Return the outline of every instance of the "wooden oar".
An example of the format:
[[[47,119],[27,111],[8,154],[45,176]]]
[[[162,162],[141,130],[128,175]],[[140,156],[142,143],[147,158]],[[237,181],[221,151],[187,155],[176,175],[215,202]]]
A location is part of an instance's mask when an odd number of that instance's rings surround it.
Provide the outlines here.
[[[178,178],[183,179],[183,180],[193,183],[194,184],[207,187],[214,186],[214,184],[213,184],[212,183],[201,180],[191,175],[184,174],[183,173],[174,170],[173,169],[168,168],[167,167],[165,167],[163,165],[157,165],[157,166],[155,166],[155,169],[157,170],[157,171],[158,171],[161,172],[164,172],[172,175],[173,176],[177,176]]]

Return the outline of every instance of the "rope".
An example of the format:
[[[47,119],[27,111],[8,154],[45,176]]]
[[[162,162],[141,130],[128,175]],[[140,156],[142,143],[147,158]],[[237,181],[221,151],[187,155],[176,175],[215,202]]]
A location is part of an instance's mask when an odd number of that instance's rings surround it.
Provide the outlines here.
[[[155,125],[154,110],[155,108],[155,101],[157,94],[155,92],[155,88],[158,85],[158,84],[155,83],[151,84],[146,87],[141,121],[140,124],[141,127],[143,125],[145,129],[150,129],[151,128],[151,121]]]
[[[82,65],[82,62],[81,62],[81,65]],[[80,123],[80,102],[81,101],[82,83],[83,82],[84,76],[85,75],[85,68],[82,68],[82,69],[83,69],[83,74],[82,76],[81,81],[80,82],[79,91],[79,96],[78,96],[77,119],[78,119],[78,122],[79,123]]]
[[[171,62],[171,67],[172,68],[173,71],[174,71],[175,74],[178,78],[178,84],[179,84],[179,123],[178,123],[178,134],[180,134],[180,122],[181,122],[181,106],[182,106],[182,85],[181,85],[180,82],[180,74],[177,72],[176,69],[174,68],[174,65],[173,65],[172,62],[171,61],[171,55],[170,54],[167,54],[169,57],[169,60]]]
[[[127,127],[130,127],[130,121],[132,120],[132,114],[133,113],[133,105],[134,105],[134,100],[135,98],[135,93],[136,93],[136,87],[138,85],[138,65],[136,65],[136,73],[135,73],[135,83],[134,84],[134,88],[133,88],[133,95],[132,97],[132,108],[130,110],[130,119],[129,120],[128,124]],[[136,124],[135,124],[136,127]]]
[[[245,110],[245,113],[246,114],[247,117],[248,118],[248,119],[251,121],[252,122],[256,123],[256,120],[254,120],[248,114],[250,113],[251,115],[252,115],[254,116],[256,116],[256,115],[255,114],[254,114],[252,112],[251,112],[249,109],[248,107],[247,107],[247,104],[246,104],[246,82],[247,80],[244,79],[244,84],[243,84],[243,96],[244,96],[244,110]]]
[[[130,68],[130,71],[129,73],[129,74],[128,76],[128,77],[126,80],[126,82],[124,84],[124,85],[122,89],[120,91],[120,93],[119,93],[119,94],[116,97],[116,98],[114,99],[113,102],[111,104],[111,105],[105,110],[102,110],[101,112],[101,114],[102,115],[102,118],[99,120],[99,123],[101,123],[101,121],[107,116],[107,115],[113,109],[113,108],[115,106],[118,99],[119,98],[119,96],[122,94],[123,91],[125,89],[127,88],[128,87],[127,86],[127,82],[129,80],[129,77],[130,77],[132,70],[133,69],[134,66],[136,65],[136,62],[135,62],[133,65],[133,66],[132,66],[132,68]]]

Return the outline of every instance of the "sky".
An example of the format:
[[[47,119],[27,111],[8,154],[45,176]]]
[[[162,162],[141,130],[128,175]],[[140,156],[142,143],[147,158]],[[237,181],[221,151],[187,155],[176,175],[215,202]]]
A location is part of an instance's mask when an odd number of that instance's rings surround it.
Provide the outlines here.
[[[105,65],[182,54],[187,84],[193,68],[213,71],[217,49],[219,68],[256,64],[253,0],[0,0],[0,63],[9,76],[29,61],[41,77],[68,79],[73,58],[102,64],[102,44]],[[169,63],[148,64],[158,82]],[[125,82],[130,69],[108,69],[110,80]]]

=-=-=-=-=

Show each line from the rows above that contains the word "every".

> [RESPONSE TO THE EXERCISE]
Return the outline of every instance of the "wooden oar".
Return the outline of every instance of the "rope".
Return the outline of every instance of the "sky".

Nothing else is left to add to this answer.